**What needs to be done**
Filter the entries for the string "below". Copy each line that has it.

Point localization data:
»»
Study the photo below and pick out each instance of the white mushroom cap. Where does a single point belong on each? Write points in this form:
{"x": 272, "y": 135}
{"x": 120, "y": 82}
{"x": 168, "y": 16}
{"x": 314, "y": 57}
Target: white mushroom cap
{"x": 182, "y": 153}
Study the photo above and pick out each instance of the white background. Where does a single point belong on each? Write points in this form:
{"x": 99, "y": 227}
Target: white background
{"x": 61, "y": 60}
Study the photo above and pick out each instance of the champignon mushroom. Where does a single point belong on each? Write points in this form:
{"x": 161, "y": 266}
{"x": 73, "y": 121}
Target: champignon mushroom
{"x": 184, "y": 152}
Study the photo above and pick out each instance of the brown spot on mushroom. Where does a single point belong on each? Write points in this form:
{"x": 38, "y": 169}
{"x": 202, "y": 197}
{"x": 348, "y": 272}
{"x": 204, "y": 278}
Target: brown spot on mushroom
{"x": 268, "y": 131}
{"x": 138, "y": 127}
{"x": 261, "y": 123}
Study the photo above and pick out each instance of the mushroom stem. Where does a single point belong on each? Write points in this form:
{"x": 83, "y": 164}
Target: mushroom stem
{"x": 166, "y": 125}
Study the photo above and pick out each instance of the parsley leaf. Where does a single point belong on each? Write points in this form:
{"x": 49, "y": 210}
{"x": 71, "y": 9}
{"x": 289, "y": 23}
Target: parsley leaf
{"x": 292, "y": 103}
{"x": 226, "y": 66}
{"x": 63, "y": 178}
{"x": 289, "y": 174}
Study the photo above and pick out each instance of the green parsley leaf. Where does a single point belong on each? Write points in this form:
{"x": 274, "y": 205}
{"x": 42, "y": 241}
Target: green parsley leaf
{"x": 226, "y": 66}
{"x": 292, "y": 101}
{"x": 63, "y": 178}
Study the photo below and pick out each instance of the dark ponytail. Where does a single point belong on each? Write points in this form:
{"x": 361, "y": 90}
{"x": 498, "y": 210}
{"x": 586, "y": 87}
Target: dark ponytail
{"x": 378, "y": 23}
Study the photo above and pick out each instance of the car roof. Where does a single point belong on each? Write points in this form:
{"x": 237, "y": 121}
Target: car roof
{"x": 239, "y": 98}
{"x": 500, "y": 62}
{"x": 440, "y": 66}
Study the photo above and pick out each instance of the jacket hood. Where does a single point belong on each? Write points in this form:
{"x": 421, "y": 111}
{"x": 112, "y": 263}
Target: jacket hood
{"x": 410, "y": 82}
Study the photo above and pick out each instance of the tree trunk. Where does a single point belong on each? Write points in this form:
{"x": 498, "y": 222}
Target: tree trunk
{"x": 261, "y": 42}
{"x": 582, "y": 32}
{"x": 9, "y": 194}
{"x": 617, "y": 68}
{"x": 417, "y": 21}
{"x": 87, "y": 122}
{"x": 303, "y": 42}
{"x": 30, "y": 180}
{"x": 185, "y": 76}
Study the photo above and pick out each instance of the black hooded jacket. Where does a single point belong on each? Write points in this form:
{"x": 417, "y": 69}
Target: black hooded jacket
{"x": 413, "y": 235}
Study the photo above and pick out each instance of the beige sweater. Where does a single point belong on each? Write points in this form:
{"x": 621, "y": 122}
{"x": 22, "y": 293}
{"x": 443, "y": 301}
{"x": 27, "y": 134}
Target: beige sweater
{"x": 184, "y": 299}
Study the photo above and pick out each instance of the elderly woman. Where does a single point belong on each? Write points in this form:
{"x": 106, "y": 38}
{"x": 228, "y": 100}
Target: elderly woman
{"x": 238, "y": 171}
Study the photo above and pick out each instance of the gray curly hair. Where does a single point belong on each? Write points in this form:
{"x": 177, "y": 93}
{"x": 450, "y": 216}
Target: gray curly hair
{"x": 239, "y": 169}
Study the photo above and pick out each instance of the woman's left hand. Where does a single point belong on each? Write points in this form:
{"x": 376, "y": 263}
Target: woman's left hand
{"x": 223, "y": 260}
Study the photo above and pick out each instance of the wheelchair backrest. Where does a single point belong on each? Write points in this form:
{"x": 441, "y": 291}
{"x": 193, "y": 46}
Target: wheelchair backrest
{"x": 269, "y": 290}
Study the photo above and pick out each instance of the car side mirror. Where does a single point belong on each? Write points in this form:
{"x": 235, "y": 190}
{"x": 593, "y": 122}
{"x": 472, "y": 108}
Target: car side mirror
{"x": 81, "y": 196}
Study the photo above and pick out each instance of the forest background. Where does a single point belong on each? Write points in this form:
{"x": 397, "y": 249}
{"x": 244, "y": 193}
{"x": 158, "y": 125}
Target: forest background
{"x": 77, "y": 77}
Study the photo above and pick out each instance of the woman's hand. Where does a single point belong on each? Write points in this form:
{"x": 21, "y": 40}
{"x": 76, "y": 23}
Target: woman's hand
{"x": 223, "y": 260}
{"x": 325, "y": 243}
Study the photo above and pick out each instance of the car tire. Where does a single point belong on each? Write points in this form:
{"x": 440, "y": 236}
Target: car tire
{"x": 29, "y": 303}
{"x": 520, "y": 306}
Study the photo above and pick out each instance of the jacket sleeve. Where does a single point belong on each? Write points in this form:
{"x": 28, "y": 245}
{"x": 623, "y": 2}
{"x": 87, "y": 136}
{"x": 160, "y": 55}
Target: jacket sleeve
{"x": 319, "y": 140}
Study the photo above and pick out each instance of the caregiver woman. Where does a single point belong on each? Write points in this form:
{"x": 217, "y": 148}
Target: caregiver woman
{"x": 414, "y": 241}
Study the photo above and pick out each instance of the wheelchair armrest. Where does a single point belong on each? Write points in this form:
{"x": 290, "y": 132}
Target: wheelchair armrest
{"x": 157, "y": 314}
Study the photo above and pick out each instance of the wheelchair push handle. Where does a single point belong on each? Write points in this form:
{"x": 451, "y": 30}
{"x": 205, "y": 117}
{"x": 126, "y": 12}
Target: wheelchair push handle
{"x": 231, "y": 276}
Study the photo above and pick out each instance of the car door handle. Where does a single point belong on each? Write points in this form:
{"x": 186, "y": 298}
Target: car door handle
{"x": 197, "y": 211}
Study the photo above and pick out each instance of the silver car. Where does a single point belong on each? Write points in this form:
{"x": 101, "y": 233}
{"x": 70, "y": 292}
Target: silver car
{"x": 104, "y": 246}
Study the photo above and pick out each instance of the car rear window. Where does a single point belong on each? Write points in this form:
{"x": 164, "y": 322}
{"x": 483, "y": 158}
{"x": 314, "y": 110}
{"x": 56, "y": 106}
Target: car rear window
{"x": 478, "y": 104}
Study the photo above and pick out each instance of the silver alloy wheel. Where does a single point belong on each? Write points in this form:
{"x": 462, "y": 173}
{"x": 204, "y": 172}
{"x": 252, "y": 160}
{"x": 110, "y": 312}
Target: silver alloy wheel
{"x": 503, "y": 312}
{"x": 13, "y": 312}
««
**Response**
Study the photo below and pick out each instance of the white mushroom cap. Where does a single point belong on each? Write points in this form:
Study the photo below and pick out each instance of the dark ponytail. Where does a single point belong on each? Write points in this form:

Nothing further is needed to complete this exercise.